» Aim: Arrange the records as a numbered list, running from their start up to and including the line with "point(54, 369)". Omit the pictures and any blank lines.

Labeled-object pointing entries
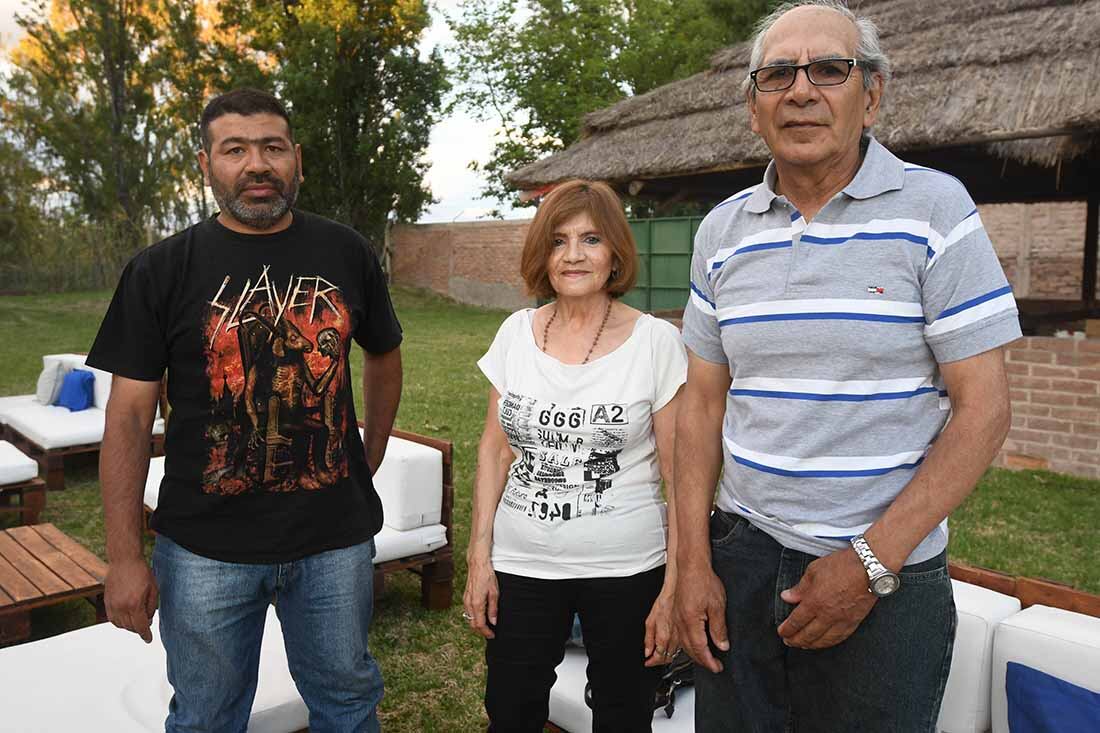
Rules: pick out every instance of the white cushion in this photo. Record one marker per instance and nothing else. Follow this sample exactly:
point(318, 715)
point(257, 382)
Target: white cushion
point(153, 481)
point(70, 361)
point(102, 386)
point(50, 382)
point(14, 466)
point(410, 484)
point(56, 427)
point(389, 543)
point(569, 711)
point(13, 402)
point(101, 678)
point(1058, 643)
point(392, 544)
point(966, 699)
point(54, 369)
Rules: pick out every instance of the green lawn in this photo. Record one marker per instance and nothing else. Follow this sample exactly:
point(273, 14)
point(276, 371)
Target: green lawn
point(1032, 523)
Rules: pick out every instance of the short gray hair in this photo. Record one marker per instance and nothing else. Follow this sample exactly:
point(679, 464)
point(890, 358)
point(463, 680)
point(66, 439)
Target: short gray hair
point(868, 50)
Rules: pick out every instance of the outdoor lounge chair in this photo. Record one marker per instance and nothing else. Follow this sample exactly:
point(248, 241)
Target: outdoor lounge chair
point(1046, 671)
point(101, 678)
point(967, 699)
point(417, 495)
point(48, 434)
point(20, 482)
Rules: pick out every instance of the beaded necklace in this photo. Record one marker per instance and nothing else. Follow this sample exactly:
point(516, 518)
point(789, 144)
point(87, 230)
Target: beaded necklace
point(546, 330)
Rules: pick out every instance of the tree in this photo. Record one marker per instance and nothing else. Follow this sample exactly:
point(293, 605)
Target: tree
point(361, 97)
point(87, 95)
point(536, 69)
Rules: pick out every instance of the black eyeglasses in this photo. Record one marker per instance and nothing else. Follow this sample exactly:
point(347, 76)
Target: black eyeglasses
point(824, 73)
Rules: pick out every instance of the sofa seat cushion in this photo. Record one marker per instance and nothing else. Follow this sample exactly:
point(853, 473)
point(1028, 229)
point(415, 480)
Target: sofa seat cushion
point(14, 402)
point(1059, 644)
point(392, 544)
point(52, 427)
point(101, 678)
point(409, 484)
point(569, 711)
point(966, 708)
point(14, 466)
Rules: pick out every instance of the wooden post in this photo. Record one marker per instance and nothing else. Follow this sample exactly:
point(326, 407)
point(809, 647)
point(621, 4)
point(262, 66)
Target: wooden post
point(1091, 242)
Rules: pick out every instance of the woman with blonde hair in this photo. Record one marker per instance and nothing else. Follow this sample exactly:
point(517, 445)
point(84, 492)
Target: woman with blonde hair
point(568, 515)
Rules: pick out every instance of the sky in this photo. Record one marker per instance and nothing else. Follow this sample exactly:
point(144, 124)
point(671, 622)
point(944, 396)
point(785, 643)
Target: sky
point(455, 140)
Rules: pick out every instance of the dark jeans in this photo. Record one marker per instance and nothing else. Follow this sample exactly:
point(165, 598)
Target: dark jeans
point(888, 676)
point(535, 617)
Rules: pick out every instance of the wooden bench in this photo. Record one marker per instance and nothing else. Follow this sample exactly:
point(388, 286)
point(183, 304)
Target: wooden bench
point(436, 568)
point(41, 566)
point(52, 460)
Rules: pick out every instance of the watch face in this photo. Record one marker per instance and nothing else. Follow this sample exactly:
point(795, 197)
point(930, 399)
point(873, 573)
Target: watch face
point(886, 584)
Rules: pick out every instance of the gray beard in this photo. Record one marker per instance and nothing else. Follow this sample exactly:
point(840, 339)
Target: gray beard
point(256, 216)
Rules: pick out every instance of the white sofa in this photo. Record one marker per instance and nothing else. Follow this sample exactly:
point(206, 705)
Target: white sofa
point(46, 431)
point(14, 466)
point(410, 485)
point(975, 695)
point(101, 678)
point(19, 478)
point(1046, 673)
point(966, 706)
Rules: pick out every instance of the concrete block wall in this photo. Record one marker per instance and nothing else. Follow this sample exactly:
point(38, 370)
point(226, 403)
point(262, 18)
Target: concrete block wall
point(472, 262)
point(1055, 391)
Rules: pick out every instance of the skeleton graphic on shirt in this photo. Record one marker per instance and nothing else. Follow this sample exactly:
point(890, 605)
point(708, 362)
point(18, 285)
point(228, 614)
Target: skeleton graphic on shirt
point(569, 456)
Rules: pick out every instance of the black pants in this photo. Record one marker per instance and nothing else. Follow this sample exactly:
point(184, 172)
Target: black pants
point(534, 620)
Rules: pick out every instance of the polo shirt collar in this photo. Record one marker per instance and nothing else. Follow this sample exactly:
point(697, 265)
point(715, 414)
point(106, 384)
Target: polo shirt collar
point(881, 171)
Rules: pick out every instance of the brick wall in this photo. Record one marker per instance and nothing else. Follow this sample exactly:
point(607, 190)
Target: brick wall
point(1041, 247)
point(1055, 382)
point(472, 262)
point(1055, 389)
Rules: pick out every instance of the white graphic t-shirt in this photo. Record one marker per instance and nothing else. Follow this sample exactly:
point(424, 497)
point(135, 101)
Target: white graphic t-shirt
point(583, 496)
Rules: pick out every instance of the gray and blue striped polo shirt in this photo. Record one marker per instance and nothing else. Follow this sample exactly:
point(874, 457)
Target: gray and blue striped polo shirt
point(834, 330)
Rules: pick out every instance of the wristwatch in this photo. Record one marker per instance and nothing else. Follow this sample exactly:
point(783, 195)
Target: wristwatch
point(880, 579)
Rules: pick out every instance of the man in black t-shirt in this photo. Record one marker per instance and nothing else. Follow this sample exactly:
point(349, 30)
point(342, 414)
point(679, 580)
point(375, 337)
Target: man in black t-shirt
point(266, 494)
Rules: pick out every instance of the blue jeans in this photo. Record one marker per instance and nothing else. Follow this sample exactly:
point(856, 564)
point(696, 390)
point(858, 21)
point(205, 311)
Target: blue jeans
point(888, 676)
point(212, 620)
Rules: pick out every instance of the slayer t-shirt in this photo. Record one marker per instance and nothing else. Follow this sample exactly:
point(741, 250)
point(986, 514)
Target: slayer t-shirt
point(264, 461)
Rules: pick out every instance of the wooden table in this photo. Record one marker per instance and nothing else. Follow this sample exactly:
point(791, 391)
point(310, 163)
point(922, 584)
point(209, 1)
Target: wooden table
point(40, 565)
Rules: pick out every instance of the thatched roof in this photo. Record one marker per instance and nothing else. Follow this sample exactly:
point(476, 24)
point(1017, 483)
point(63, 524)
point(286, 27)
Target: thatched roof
point(980, 81)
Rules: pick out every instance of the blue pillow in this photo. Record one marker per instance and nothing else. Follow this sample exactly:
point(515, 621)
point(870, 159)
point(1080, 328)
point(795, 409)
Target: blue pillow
point(1043, 703)
point(77, 391)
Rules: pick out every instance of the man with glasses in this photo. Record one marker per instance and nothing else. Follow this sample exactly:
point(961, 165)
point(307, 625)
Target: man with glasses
point(840, 312)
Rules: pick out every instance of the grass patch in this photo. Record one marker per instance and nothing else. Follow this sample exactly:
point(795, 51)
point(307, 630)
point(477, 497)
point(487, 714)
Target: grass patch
point(1032, 523)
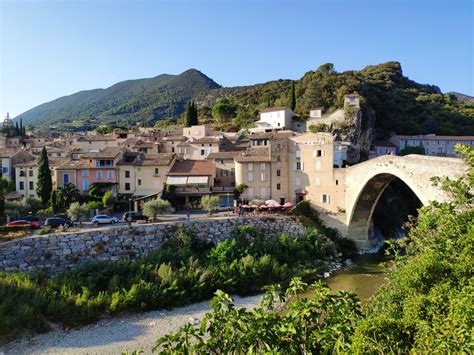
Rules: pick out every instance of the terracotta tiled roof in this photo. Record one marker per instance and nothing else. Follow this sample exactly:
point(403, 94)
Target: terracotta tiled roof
point(271, 135)
point(225, 155)
point(275, 108)
point(152, 159)
point(108, 152)
point(436, 138)
point(255, 154)
point(384, 144)
point(208, 139)
point(192, 168)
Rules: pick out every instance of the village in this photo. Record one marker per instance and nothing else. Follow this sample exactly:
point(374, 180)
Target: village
point(277, 161)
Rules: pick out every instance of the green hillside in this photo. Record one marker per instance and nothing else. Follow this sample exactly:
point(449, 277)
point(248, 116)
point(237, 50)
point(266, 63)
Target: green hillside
point(128, 101)
point(400, 104)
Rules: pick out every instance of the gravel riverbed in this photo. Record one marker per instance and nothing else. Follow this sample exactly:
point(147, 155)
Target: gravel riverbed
point(115, 335)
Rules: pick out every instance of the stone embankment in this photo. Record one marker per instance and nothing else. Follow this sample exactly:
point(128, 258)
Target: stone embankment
point(56, 252)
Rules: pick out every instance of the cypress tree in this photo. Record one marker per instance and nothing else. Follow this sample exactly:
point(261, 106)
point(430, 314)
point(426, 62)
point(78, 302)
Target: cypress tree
point(188, 122)
point(194, 118)
point(44, 186)
point(293, 96)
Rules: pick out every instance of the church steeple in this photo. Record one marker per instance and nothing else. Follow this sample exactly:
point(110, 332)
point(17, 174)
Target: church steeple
point(7, 122)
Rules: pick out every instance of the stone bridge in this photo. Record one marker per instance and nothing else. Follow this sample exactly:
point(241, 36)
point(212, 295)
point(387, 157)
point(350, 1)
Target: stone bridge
point(365, 183)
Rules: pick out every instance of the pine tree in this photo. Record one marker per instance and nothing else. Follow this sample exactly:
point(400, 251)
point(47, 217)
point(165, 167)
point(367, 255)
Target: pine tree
point(293, 96)
point(44, 186)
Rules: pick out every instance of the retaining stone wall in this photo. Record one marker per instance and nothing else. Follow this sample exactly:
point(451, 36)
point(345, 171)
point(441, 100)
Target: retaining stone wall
point(56, 252)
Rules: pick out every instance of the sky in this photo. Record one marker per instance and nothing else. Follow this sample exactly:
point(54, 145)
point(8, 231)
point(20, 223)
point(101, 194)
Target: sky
point(50, 49)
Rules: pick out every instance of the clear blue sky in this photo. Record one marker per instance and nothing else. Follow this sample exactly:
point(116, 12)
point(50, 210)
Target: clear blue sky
point(55, 48)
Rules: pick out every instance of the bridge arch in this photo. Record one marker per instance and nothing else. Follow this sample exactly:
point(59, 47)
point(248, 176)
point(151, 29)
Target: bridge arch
point(366, 182)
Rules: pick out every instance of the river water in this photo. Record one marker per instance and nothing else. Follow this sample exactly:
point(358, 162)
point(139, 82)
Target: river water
point(363, 278)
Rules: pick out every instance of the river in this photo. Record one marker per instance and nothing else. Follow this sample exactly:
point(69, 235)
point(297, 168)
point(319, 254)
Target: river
point(363, 277)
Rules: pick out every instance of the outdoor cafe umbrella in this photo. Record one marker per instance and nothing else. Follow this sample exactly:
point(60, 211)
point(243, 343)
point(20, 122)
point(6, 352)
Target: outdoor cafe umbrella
point(272, 203)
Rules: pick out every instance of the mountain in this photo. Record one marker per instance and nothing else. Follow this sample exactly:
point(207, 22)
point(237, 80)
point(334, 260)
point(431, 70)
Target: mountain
point(391, 102)
point(132, 100)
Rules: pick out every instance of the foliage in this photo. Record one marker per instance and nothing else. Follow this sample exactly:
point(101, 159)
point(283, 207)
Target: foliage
point(320, 127)
point(309, 217)
point(239, 190)
point(44, 185)
point(426, 305)
point(68, 194)
point(76, 212)
point(292, 103)
point(413, 150)
point(108, 198)
point(223, 111)
point(125, 103)
point(186, 269)
point(210, 202)
point(322, 323)
point(191, 115)
point(156, 207)
point(23, 207)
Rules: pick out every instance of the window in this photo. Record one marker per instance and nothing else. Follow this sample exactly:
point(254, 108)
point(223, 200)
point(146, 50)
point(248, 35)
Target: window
point(250, 176)
point(250, 190)
point(104, 163)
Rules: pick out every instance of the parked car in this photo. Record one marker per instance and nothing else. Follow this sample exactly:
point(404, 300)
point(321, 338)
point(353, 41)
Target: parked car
point(103, 219)
point(55, 222)
point(134, 216)
point(22, 222)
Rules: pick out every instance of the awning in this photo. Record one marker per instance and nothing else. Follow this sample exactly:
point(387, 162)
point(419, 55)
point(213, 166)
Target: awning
point(145, 192)
point(176, 180)
point(198, 179)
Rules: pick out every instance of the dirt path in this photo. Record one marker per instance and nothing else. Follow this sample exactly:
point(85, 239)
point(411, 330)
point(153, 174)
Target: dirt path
point(113, 336)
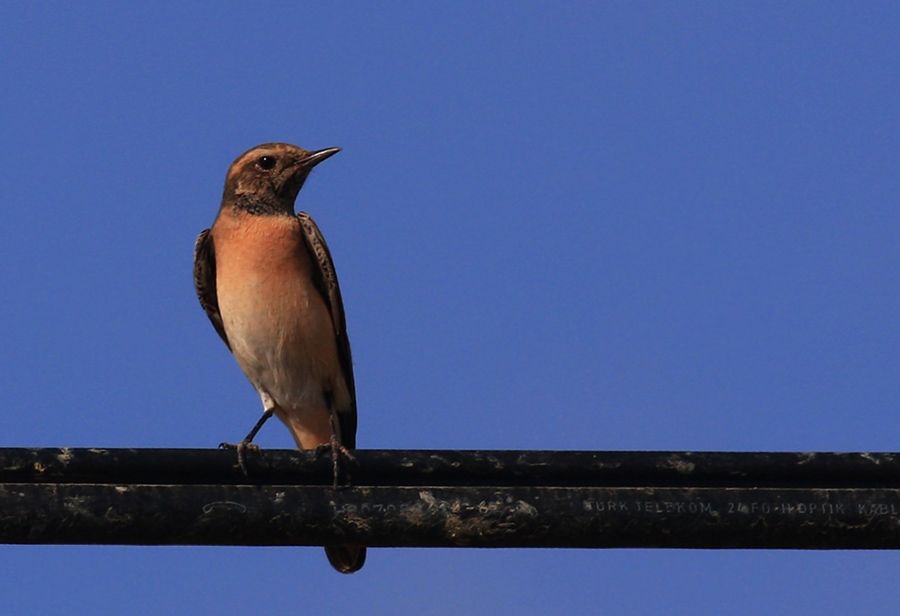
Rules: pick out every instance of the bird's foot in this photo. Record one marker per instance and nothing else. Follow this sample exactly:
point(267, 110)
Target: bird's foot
point(242, 448)
point(337, 452)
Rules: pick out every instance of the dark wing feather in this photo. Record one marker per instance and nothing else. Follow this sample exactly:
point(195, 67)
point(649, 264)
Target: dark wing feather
point(205, 281)
point(325, 279)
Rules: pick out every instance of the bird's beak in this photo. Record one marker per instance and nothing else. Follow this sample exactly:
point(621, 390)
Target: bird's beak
point(318, 156)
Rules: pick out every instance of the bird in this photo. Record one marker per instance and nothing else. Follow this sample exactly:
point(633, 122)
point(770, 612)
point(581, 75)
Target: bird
point(266, 280)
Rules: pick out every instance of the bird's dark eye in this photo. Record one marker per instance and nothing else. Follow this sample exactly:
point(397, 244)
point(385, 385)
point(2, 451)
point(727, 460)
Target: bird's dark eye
point(266, 162)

» Task solution:
1. Rules: pick out every instance of the white cushion in this photo. Record one marker per instance and nothing else. Follow this sample exactly:
2. point(318, 715)
3. point(257, 382)
4. Target: white cushion
5. point(153, 481)
6. point(70, 361)
7. point(102, 386)
8. point(50, 382)
9. point(14, 466)
10. point(410, 484)
11. point(56, 427)
12. point(389, 543)
13. point(569, 711)
14. point(13, 402)
15. point(101, 678)
16. point(1058, 643)
17. point(392, 544)
18. point(966, 699)
19. point(54, 369)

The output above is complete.